**SELECTED EXTRACT:**
◇ ◇ ◇ ◇ ◇ ◇ ◇

As for distinguishing easy and difficult texts among the news reporting texts, TTR is not in this list, thus implying that this feature has less impact on the difficulty level within news items. The strongest indicator of difficult texts in this genre is K45.conjuncts, such as in particular, instead, otherwise, similarly, which are linked to more complex reporting styles, also with fewer past tense verbs. The counter-intuitive link between the difficult news articles and the second person pronouns rate (which featured prominently for easy texts in Table 4) is related to incomplete cleaning of some of the Web pages, as the most frequent contexts for you in this collection are legalistic boilerplate privacy notes, such as When you subscribe we will use the information you provide to send you these newsletters.., which are not considered as simple by the classifier.

While the rate of nouns was not considered as a predictive feature for the full corpus, as it varies considerably across the genres, this was detected as a significant feature within the two genres in Table 11.

◇ ◇ ◇ ◇ ◇ ◇ ◇

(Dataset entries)

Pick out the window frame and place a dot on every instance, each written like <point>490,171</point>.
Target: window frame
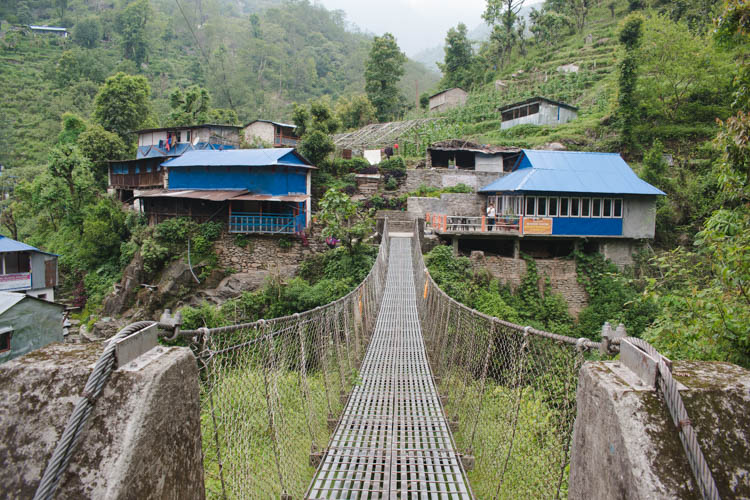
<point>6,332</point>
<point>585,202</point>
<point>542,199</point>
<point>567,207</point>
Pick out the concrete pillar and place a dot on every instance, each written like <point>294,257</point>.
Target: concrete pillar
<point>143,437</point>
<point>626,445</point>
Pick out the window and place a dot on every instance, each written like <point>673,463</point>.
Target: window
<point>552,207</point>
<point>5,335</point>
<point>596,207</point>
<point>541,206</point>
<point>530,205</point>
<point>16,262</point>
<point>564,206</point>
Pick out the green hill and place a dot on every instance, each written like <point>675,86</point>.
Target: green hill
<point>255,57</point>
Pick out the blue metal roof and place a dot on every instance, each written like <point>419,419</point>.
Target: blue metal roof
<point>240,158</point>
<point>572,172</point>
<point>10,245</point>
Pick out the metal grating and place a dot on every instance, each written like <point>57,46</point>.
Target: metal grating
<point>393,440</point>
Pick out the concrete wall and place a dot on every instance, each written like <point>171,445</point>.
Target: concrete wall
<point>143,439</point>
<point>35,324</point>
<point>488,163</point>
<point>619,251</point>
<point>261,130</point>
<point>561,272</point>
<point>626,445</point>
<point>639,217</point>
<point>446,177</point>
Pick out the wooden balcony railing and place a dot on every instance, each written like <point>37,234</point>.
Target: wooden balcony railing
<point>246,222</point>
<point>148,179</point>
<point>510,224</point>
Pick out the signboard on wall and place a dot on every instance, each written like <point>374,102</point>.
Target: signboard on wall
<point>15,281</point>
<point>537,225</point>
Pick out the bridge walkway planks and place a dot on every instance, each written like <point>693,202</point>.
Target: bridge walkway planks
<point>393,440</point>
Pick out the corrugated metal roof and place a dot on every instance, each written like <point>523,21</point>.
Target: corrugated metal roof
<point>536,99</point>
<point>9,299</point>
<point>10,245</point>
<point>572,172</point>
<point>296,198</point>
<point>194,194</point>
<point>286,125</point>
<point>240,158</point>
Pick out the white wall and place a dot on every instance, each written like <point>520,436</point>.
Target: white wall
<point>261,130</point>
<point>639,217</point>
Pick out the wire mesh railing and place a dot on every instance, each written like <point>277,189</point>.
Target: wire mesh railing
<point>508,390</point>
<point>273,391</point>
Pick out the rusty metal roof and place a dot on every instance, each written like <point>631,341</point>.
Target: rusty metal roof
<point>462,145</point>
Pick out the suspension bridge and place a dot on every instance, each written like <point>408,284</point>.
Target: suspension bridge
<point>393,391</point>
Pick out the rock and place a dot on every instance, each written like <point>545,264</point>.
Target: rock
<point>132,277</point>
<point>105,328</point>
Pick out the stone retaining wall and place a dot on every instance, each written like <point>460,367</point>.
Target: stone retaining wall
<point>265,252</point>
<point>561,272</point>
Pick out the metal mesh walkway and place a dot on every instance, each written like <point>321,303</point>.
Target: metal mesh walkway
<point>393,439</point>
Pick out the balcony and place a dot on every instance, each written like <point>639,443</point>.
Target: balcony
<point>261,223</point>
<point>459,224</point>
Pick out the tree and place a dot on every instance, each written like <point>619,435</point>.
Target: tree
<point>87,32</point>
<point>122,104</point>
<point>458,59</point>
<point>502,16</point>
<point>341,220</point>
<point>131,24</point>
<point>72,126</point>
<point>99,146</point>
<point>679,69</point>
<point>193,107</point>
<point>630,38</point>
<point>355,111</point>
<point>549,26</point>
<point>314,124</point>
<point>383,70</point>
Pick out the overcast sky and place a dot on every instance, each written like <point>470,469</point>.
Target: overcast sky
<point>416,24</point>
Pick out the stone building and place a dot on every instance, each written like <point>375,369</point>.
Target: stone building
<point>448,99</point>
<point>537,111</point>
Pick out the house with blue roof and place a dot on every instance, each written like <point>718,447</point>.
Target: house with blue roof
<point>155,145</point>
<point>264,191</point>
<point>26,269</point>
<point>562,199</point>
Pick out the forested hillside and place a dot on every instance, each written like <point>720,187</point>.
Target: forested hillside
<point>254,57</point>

◇ ◇ ◇ ◇ ◇ ◇ ◇

Does each statement agree with the passage on text difficulty in news reporting? Answer yes or no for each, quoting the deciding words of the passage: 1. TTR is one of the features with the most impact on difficulty within news items. 2. The most frequent contexts for "you" in the collection are privacy notes. 3. The rate of nouns was a predictive feature for the full corpus.

1. No: "TTR is not in this list, thus implying that this feature has less impact on the difficulty level within news items"
2. Yes: "the most frequent contexts for you in this collection are legalistic boilerplate privacy notes"
3. No: "the rate of nouns was not considered as a predictive feature for the full corpus"